▸ What to do
Whatever the data contains, copy all of it exactly.

▸ Data for this exercise
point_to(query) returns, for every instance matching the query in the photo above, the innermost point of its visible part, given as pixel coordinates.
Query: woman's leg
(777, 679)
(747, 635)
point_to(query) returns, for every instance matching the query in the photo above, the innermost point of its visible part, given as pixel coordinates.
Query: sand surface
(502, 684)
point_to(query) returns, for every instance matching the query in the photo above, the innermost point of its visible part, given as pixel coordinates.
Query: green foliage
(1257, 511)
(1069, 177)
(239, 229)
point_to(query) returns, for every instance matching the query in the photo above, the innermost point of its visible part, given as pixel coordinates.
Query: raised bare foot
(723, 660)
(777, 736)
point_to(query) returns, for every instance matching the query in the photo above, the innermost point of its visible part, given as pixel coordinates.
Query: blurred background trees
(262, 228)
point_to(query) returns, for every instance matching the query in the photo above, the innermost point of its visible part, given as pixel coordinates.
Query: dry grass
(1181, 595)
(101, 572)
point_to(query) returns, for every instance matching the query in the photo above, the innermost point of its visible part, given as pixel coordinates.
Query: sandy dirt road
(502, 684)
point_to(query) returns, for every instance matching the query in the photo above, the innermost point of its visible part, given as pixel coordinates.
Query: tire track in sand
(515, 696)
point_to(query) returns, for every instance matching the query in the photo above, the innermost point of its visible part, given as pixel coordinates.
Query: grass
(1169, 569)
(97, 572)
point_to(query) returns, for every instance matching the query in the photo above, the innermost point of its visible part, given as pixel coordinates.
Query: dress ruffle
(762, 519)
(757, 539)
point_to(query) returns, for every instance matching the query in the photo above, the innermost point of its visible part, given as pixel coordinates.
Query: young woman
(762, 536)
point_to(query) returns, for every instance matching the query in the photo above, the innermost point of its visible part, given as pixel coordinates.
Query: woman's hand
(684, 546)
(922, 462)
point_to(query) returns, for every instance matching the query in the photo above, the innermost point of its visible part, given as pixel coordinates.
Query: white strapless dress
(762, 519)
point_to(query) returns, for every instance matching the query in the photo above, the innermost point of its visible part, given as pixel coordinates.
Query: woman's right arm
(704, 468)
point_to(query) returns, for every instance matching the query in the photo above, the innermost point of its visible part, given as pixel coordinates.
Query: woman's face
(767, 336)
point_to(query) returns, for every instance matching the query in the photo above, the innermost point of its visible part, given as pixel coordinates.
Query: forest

▸ Answer to the exercise
point_to(query) returns, for every instance matching the query in the photo above, the innermost point of its visible part, given as pixel coordinates.
Query: woman's leg
(777, 679)
(747, 635)
point_to(query) returns, for every instance matching the query in the photo above, the innermost point of its visible part, given as pixel coordinates.
Query: sand surface
(502, 684)
point_to(query) returns, for every instance matching the query in the photo above, the innermost point of its visible part, given as pixel coordinates.
Query: green foliage
(1257, 511)
(1069, 177)
(239, 229)
point_to(query) returns, for every instance matching the query in the photo above, the innermost point of its visible part, given as pixel coordinates.
Query: raised bare foot
(723, 660)
(777, 736)
point_to(query) returns, for every instance matching the query in the photo above, the innermost point of its visible part, given as pixel coordinates.
Query: blurred background trees
(262, 228)
point_to(query) returns, for every instance matching the query in the photo above, the innermost point of its visible part, given as pixel coordinates.
Query: dry grass
(1181, 595)
(101, 572)
point_to(query) returns, for every instance matching the query in the photo above, the innermost point of its visible part, given as pixel coordinates.
Query: sandy dirt road
(502, 684)
point_to(query) returns, for every instance matching the query in the photo above, the innermost point of its visible part, given as pixel coordinates.
Query: tire track in sand
(515, 696)
point_to(query) returns, for every instance matching the query in the photo above, the innermost point of its visible part, given as pixel coordinates.
Query: grass
(1169, 569)
(97, 572)
point_to(query) returns, for every instance matching the query in the photo above, the innermost point of its visible part, given as pixel coordinates.
Query: dress ruffle
(762, 519)
(757, 539)
point_to(query) returns, for every instance matching the query in the photo above, the innermost point of its visible part, given as pixel coordinates.
Query: young woman
(762, 536)
point_to(query) returns, for every instance matching the query in the photo above, the innermost point of its visible part, given as pixel coordinates.
Query: woman's hand
(684, 546)
(922, 462)
point_to(query) returns, for every instance matching the query in the photo above, the innermost point of its visible part, given as pixel coordinates.
Query: white strapless dress
(762, 519)
point_to(query) returns, for every instance matching the query in the photo above, the innermost point of its visible part, given as pixel coordinates.
Query: woman's right arm
(704, 468)
point_to(query) returns, for every instance matching the query in the photo above, the innermost point of its visible part, given as pixel coordinates.
Query: woman's face
(767, 336)
point_to(query) returns, for every instance matching the query in the photo above, the innermost point of its visible part, given as pixel coordinates.
Query: forest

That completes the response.